• DOCUMENT EXCERPT
The impact of coronavirus (Covid-19) has stalled production and put at risk about 3 500 permanent and seasonal jobs at the Salima Sugar Factory, a public private partnership investment under Green Belt Authority (GBA).
The factory has been out of production for two months because technical experts from India cannot travel due to Covid-19 travel restrictions to undertake periodic factory maintenance.
GBA director of finance and investment Amon Mluwira said in an interview that the factory was supposed to start sugar production in April, but up to now there is no alternative expertise to operate the machines.
He, however, said production may resume in June as government intervention is being sought through the ministries of Industry and Trade, Foreign Affairs and International Cooperation and the Indian Government to enable the technicians travel to Malawi on a special arrangement.
Mluwira said: “The factory is fully automated, it is a new technology and we are still in the process of transferring skills to Malawians so we needed the expatriates to come.
“This will affect our projections because losing over two months is a huge loss but Covid-19 is nobody’s fault, we just need to ensure we catch up to crash all the sugar within time.”
He said through a memorandum of understanding, government agreed that during the initial five years, the Indian partners will be bringing expatriates to train Malawians.
Mluwira said the number of expatriates has decreased from 150 in 2016 to the current 83.
He hoped that by 2021, there will be no expatriates left because the skills-transfer process will have been completed.
Salima Sugar Factory, which is owned 60 percent by Aum Sugar Company of India and 40 percent by Malawi Government, is an economic lifeline for 250 smallholder farmers, 3 300 seasonal workers and 200 permanent staff.
Sugarcane Growers Association of Malawi executive secretary Geoffrey Nkata said the delay will cost farmers more in maintaining sugar cane fields.
He said: “It’s a concern to us because this means a loss of return on investment and presents a huge impact on livelihoods in the current Covid-19 pandemic situation.
“This will also affect preparation for the next season because farmers will be delayed further in preparing their fields.”
Minister of Industry and Trade Salim Bagus said it was high time Malawians took full charge of the factory’s operations, saying there is available expertise in the country.
He said: “I already spoke against the hiring of expatriates to come and work here. We have a lot of experts in the country who can operate the factory, we have advised them to ensure we minimise such challenges.”
At the time of commissioning in 2016, the company produced 4 000 metric tonnes (MT) of sugar, which increased to 8 000 MT in 2018 and 13 000 MT IN 2019.
This year, the factory planned to produce 15 000 MT of sugar and 25 000 MT next year, for the domestic market.
Salima Sugar has recently become a competitor to Illovo Sugar Malawi plc which has been a monopoly for the past decades.
Sugar is the country’s second major export product foreign exchange earner after tobacco.

• DATA SUPPLIED
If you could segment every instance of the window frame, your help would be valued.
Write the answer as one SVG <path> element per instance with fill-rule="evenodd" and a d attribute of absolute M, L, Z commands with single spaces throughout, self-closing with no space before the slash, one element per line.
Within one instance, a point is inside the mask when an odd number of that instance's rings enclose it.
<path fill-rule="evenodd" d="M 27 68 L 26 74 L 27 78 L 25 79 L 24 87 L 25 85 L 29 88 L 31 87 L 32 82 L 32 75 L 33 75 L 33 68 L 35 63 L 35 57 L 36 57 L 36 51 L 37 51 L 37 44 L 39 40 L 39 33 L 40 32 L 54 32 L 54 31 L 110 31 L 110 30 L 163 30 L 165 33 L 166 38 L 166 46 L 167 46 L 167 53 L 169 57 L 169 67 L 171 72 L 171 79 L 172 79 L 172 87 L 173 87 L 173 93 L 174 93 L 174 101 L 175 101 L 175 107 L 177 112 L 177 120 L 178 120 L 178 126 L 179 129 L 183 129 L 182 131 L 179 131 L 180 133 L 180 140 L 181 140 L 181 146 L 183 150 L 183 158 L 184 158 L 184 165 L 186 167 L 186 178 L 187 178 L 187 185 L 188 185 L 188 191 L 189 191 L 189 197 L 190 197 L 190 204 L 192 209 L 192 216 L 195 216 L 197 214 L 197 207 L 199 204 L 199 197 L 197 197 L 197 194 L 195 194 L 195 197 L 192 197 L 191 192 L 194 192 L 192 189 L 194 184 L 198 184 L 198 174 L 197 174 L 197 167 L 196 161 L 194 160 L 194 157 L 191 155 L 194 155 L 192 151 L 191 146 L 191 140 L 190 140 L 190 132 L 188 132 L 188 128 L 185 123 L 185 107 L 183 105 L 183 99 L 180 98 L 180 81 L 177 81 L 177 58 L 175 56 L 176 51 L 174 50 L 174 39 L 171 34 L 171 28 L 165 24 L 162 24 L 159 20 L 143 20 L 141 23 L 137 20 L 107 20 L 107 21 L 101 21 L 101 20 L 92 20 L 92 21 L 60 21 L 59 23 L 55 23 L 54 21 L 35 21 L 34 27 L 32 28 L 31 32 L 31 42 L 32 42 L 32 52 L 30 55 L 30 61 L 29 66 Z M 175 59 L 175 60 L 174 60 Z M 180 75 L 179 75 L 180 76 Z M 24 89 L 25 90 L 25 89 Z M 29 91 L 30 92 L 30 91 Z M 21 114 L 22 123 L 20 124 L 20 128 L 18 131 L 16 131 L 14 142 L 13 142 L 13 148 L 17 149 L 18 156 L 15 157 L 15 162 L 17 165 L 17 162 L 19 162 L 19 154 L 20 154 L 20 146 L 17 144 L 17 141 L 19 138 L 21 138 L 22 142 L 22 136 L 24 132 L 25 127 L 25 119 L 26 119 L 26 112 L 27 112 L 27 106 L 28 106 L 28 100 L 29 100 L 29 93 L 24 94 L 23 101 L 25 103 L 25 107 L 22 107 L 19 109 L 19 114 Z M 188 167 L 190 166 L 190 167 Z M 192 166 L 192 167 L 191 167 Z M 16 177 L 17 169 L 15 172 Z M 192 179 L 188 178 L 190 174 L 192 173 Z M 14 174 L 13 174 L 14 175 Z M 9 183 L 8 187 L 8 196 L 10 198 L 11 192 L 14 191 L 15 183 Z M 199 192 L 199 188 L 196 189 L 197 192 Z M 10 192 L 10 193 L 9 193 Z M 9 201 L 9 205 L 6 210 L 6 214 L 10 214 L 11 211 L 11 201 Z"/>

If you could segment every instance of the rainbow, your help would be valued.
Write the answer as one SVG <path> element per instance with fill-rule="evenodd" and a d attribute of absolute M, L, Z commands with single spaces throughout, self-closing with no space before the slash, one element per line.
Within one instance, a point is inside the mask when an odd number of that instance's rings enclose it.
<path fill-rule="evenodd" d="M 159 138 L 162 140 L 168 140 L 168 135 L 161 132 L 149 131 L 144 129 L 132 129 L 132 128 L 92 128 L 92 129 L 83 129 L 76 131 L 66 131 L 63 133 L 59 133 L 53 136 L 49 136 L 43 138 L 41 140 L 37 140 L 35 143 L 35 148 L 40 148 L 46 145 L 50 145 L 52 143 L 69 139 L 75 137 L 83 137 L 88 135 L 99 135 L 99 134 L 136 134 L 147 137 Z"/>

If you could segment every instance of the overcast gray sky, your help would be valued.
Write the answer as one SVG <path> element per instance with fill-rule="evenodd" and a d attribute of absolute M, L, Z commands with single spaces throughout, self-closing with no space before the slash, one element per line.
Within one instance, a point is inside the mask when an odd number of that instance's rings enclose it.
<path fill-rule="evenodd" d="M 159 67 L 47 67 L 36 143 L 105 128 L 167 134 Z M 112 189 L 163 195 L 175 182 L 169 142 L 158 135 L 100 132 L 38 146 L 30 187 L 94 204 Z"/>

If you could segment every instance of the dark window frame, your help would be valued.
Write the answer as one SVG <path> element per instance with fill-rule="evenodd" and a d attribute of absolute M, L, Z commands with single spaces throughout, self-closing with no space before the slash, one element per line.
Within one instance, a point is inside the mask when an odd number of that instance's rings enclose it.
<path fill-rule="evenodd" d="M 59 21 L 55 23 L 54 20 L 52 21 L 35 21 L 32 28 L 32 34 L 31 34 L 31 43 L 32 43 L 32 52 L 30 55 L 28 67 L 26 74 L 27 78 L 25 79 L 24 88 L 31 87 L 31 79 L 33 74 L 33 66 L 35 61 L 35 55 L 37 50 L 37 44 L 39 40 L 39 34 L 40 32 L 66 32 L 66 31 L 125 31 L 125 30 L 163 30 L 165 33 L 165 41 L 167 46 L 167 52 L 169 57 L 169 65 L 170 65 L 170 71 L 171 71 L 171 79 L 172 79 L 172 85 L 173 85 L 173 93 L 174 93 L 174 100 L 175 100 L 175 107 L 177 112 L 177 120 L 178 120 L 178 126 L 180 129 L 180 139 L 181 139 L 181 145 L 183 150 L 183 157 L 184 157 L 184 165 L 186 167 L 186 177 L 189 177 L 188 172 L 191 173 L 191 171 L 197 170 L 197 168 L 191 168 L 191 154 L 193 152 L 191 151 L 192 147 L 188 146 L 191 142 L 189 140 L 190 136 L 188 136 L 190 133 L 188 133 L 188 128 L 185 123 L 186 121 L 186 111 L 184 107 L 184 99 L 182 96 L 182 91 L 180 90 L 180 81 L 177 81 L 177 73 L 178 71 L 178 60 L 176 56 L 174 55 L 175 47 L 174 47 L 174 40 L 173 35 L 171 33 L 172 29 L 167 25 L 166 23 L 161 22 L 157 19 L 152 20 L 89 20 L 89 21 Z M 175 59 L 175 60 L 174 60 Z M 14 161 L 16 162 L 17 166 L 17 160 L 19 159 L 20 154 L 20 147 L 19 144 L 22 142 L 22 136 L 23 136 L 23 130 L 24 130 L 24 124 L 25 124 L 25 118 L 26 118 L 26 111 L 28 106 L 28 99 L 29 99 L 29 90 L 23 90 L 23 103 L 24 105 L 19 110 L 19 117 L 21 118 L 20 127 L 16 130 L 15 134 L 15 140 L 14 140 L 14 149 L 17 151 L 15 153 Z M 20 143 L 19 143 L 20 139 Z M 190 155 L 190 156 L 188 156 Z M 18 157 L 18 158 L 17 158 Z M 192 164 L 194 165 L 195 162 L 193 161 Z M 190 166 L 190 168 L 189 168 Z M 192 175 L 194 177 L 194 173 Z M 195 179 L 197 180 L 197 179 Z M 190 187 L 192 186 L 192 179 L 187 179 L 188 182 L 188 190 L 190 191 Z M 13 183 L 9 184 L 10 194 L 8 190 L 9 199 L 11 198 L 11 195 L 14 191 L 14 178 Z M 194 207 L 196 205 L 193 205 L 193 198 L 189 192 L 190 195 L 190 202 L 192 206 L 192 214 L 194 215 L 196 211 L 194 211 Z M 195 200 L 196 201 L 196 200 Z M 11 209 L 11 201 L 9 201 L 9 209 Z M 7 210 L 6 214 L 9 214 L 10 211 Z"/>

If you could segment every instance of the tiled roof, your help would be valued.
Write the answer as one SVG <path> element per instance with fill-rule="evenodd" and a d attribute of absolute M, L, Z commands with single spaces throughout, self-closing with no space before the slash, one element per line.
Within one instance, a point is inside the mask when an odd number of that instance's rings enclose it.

• WORK REQUEST 1
In the Salima Sugar Factory article, what shares of the factory do its two owners hold?
• WORK REQUEST 2
List every sugar production figure in the Salima Sugar Factory article, each with the year or period it applies to.

• ANSWER SPACE 1
Aum Sugar Company of India owns 60 percent, and the Malawi Government owns 40 percent.

• ANSWER SPACE 2
- 2016 (commissioning): 4 000 MT
- 2018: 8 000 MT
- 2019: 13 000 MT
- This year (planned): 15 000 MT
- Next year (planned): 25 000 MT